OBJECTIVE -> Select every line of the material below that contains the string "antenna", and copy each one.

--- begin ---

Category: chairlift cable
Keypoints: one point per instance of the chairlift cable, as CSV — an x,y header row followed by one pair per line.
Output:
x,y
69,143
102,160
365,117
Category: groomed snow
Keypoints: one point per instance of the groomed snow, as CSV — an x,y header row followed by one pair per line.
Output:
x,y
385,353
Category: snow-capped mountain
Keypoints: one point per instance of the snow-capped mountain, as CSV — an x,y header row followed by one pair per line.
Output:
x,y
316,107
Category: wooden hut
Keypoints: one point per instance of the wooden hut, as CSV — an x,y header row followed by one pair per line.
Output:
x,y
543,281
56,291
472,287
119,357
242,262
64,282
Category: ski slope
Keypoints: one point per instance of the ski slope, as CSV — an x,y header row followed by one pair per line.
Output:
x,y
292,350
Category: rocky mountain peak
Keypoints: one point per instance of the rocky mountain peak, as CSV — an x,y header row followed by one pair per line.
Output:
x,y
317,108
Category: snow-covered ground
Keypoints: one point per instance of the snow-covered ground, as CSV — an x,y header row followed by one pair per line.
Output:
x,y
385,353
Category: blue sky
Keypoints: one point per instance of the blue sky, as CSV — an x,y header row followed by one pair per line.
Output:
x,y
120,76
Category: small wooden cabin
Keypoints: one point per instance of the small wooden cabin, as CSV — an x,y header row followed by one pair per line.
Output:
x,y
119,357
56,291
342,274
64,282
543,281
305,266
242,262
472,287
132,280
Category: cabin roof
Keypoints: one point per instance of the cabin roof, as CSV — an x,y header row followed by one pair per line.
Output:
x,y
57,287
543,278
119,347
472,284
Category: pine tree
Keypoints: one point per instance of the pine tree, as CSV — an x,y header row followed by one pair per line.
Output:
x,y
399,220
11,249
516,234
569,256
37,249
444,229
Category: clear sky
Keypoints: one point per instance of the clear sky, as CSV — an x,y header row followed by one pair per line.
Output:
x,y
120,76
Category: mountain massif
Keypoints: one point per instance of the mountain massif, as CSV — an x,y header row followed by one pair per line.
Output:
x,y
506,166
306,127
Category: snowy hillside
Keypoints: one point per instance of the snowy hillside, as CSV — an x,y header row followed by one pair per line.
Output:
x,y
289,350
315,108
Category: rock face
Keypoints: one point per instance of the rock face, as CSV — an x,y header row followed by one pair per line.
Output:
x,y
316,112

--- end ---
--- begin ---

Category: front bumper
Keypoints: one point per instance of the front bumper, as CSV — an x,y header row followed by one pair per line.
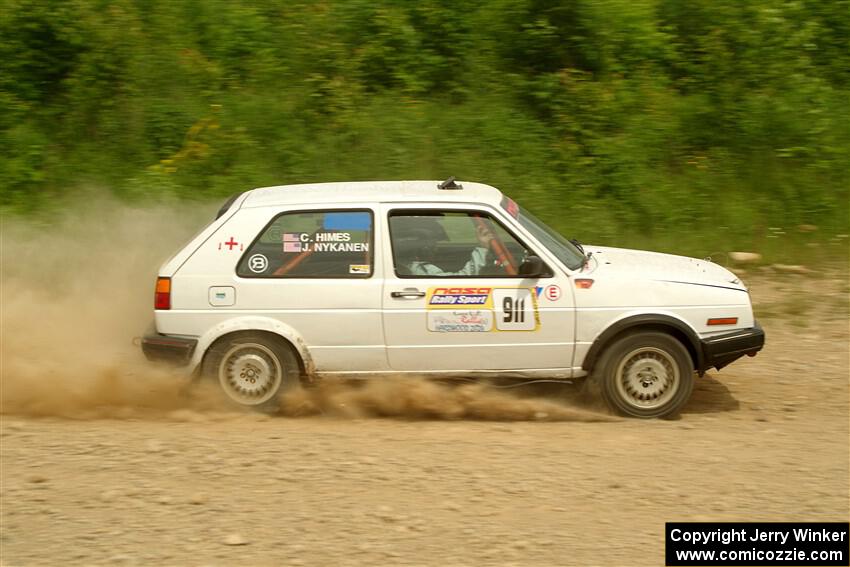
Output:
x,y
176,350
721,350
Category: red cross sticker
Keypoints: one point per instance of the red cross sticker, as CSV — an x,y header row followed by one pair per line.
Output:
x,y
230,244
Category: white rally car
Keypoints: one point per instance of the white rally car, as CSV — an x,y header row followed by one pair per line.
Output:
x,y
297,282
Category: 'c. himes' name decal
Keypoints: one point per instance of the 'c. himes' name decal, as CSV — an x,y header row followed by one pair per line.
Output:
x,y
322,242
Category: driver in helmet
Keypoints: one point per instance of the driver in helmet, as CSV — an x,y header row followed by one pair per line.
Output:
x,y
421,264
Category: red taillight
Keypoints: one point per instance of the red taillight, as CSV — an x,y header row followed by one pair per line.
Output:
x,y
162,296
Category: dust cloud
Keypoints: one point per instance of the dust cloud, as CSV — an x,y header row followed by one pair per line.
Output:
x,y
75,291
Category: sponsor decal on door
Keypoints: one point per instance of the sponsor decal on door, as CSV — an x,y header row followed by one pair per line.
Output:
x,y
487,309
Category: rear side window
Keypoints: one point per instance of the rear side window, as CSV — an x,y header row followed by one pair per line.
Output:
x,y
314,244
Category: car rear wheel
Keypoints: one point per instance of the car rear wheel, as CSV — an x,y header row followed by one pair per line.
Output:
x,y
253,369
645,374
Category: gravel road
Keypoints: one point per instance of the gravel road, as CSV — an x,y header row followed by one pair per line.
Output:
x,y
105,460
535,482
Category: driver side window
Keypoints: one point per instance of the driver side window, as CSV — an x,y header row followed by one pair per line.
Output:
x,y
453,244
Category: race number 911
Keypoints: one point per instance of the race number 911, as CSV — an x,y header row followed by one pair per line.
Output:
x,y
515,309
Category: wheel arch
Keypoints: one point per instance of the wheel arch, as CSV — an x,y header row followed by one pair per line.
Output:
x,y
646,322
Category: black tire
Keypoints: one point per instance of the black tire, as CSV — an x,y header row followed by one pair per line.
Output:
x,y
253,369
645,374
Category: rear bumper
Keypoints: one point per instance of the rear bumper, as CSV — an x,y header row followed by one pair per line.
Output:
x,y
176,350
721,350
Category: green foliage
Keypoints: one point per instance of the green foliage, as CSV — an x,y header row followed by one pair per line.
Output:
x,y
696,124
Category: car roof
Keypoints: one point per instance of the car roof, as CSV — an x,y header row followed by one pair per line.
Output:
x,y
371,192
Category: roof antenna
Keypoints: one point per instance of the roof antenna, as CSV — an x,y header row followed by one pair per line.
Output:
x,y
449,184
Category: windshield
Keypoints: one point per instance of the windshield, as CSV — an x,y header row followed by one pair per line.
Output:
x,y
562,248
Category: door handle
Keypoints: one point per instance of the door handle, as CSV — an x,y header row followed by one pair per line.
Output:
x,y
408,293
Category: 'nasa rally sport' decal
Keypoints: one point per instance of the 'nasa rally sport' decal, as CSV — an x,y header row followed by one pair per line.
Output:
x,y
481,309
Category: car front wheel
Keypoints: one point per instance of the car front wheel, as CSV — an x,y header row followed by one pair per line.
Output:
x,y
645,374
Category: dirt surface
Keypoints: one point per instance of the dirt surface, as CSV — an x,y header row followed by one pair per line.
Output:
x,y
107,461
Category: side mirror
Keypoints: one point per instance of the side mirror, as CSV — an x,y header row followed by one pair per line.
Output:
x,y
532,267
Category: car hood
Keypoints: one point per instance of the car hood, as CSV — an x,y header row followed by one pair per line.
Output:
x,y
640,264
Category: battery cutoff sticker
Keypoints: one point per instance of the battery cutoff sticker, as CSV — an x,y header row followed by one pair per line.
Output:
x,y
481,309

--- end ---

WRITTEN ANSWER ->
Category: roof antenna
Keypoints: one point per instance of the roof antenna, as CSV — an x,y header row followed by one pair per line.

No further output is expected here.